- [What is needed]: Search the records below for the word "pipe", then return every line where it appears.

Listed records below:

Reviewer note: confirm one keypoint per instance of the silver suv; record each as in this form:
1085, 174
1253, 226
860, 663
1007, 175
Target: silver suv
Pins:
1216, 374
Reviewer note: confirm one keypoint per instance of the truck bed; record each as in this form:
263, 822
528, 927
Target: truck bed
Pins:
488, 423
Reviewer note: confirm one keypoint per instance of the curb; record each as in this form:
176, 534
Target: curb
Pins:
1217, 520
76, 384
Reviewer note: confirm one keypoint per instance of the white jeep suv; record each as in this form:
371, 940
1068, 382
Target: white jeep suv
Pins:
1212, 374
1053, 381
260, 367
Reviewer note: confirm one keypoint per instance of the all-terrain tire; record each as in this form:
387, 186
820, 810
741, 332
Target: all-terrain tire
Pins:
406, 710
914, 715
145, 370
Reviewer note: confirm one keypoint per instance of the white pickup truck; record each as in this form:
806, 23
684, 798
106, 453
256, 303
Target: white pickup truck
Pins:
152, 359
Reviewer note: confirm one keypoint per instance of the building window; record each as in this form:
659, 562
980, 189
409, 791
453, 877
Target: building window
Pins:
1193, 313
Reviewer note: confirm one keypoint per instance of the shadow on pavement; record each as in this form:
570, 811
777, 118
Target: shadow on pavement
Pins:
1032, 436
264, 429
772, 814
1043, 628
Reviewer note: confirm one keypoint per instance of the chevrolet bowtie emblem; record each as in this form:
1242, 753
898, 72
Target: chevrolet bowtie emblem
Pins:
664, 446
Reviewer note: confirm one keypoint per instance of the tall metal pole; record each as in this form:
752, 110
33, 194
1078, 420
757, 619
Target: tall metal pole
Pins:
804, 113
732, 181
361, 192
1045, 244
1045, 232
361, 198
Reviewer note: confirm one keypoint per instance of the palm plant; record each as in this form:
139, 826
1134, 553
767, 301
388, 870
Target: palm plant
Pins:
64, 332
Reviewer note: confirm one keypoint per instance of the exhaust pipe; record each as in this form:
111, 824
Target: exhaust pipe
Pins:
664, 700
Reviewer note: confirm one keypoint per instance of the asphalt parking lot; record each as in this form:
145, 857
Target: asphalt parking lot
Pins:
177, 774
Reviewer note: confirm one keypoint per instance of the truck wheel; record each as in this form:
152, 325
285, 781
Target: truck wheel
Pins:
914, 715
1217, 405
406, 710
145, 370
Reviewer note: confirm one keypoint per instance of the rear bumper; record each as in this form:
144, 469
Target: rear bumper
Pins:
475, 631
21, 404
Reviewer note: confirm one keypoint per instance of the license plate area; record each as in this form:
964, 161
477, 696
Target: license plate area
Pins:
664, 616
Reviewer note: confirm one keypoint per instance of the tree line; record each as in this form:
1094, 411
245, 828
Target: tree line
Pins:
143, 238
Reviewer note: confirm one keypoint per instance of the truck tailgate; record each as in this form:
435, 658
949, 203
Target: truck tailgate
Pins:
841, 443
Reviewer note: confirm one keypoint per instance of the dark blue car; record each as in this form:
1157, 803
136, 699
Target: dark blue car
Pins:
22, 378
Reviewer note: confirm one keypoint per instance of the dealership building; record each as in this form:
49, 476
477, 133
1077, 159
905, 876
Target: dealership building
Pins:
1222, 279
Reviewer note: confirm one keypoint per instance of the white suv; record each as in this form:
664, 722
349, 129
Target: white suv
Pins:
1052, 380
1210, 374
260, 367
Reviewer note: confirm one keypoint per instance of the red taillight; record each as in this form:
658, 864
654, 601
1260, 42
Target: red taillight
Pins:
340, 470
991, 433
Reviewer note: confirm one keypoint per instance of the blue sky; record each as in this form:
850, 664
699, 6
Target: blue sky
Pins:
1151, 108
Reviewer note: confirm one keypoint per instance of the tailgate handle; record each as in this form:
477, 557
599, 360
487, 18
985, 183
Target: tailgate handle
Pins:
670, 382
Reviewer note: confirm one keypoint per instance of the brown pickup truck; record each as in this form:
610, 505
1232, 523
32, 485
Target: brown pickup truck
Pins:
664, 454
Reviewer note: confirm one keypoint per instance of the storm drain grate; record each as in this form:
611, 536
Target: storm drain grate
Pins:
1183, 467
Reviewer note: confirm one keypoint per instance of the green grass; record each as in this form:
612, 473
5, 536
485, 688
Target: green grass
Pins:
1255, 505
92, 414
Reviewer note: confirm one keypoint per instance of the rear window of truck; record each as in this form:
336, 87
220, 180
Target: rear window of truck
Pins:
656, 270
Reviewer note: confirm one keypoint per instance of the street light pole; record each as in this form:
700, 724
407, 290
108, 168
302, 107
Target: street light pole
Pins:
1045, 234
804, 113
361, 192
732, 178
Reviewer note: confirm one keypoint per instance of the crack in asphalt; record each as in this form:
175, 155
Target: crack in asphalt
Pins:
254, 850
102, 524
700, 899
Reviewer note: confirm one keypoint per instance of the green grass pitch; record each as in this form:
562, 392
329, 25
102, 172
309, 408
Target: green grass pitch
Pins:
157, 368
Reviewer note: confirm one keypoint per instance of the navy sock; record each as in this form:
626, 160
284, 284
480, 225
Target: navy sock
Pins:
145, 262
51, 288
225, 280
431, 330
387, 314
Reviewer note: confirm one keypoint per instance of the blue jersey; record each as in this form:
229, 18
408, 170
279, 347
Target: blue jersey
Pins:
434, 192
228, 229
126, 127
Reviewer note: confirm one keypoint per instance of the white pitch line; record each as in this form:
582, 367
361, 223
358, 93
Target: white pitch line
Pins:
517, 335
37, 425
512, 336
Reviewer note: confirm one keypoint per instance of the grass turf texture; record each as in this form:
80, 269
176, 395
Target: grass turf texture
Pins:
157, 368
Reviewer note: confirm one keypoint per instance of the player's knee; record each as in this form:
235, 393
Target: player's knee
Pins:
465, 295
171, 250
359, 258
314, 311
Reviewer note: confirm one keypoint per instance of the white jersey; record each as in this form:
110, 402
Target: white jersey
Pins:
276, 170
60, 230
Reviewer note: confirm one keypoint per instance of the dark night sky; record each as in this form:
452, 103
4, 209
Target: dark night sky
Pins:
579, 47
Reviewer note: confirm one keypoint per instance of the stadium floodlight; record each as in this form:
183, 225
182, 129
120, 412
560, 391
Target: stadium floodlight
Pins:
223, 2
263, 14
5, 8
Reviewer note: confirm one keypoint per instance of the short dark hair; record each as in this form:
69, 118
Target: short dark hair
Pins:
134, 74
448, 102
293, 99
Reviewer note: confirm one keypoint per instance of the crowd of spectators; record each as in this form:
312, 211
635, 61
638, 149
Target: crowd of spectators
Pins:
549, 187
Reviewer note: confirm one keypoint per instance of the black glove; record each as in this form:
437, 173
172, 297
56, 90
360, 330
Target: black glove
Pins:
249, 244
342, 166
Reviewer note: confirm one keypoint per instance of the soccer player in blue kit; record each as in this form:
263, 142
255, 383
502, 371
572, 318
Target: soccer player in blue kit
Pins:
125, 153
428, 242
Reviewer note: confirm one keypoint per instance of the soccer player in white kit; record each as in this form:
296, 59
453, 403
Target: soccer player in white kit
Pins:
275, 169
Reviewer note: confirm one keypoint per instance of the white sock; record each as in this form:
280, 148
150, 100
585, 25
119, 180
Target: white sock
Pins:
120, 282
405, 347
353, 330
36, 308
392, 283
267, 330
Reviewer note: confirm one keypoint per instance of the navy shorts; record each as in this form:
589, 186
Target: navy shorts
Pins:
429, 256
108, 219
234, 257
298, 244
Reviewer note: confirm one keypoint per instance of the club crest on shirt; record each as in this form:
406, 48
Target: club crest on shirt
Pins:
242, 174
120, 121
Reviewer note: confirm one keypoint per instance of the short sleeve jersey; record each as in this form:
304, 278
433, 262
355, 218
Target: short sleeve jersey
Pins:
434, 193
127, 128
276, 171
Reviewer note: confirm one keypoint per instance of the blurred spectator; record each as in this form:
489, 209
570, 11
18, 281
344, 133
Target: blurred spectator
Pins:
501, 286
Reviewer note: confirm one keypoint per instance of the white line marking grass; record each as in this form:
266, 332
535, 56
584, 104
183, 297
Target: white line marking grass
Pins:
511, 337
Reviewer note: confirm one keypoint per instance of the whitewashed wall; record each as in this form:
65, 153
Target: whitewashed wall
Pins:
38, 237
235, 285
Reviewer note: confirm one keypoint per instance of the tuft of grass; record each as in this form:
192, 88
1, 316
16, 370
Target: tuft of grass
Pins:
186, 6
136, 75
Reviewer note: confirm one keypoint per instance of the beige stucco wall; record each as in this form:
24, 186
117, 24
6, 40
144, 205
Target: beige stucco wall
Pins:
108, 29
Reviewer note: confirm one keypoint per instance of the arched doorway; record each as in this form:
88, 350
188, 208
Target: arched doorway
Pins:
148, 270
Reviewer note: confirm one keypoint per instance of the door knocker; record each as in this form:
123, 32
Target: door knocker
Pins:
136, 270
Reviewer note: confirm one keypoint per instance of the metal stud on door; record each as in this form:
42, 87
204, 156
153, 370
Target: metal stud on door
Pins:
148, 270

End of Listed records.

- [Output of the task]:
Reviewer note: confirm one keypoint per instance of the exhaust pipe; record each as in this form:
Target: exhaust pipe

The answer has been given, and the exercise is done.